(Point-based annotation data)
....
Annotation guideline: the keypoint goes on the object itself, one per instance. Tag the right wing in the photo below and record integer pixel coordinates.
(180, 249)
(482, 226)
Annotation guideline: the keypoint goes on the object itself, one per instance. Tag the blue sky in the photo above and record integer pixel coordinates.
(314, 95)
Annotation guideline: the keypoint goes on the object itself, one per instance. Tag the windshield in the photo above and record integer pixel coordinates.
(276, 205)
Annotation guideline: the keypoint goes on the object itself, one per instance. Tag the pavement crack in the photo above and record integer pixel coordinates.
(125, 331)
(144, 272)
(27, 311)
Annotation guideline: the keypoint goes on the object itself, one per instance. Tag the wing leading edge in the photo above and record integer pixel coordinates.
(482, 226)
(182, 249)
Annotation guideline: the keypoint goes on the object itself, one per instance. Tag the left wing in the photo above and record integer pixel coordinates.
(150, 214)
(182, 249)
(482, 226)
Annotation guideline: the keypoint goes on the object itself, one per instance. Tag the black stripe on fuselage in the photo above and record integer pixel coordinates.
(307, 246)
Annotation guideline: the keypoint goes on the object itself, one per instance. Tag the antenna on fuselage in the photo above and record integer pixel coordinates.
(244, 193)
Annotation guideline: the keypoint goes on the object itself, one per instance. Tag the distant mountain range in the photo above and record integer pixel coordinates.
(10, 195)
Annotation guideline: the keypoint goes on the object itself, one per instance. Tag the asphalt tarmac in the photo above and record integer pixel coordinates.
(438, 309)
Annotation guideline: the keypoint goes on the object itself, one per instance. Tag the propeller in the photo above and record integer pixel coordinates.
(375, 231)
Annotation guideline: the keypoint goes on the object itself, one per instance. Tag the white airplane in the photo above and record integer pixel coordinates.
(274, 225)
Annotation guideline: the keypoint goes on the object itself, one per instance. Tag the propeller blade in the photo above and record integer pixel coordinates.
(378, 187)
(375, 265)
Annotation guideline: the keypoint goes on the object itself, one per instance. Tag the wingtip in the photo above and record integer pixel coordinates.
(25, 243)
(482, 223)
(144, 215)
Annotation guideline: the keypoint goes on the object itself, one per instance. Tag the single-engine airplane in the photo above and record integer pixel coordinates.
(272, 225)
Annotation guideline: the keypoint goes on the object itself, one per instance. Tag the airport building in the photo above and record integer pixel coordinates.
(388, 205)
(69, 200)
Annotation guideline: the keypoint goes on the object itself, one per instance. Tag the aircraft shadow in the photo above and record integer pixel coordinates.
....
EXERCISE BRIEF: Take the entries above and transcribe them in full.

EXERCISE RESPONSE:
Annotation guideline: the keypoint goes on the object itself, one per instance. Tag the right wing in the photo below and record integer pixel coordinates.
(180, 249)
(482, 226)
Annotation guideline: the keypoint goes on the object itself, one per instance. Tag the blue sky in the photo above and record integer pixel coordinates.
(314, 95)
Annotation guideline: the keypoint goes on the object itself, one per instance. Tag the windshield in the photo above and record integer pixel coordinates.
(276, 205)
Annotation guideline: the keypoint goes on the object itself, one per instance. Tag the pavement crack in the photo above and record integer pixel coordinates.
(125, 331)
(144, 272)
(27, 311)
Annotation guideline: the keypoint goes on the object itself, one per instance. Tag the wing leading edge in the photo above and record integer pixel coordinates.
(482, 226)
(182, 249)
Annotation guideline: the keypoint goes on the object itself, one per instance. Tag the left wing in the photo above and record integer pixel coordinates.
(150, 214)
(182, 249)
(482, 226)
Annotation guideline: the keypoint goes on the object itself, one per instance. Tag the black stripe on fuselage in the photo above and record integer pixel coordinates.
(307, 246)
Annotation guideline: the keypoint goes on the object itself, one per instance. Tag the antenna on fuselage in the photo above and record integer pixel coordinates.
(244, 193)
Annotation guideline: the keypoint goes on the object itself, one per instance. Tag the distant mountain range in the photo above and record integer pixel coordinates.
(10, 195)
Annotation guideline: the keypoint goes on the object itself, one per instance. Tag the asphalt tarmac in the photo above and record integer pixel coordinates.
(438, 309)
Annotation guideline: the keypoint goes on the object itself, one per instance. Tag the propeller in the photo above and record integer pixel coordinates.
(375, 231)
Annotation guideline: the keypoint goes on the object itself, one per instance. Tag the white airplane in the photo above and record integer pixel coordinates.
(274, 225)
Annotation guideline: the keypoint goes on the object itself, one per instance. Tag the propeller blade in the photo above and record integer pixel coordinates.
(378, 187)
(375, 265)
Annotation guideline: the keypoint goes on the object itself, one per instance. Tag the wingtip in the photo above and record integer pixel coordinates.
(25, 243)
(482, 223)
(144, 215)
Annotation guideline: the keypoint goes on the object itself, one per instance. Tag the single-engine airplane in the photo above and record integer pixel coordinates.
(272, 225)
Annotation guideline: the keypoint goes on the object itself, one per instance. Tag the airport building in the photo above and record integer pixel coordinates.
(388, 205)
(69, 200)
Annotation guideline: the keypoint goes on the object itself, one per instance. Tag the aircraft shadow in the photo above and record integer pixel coordinates.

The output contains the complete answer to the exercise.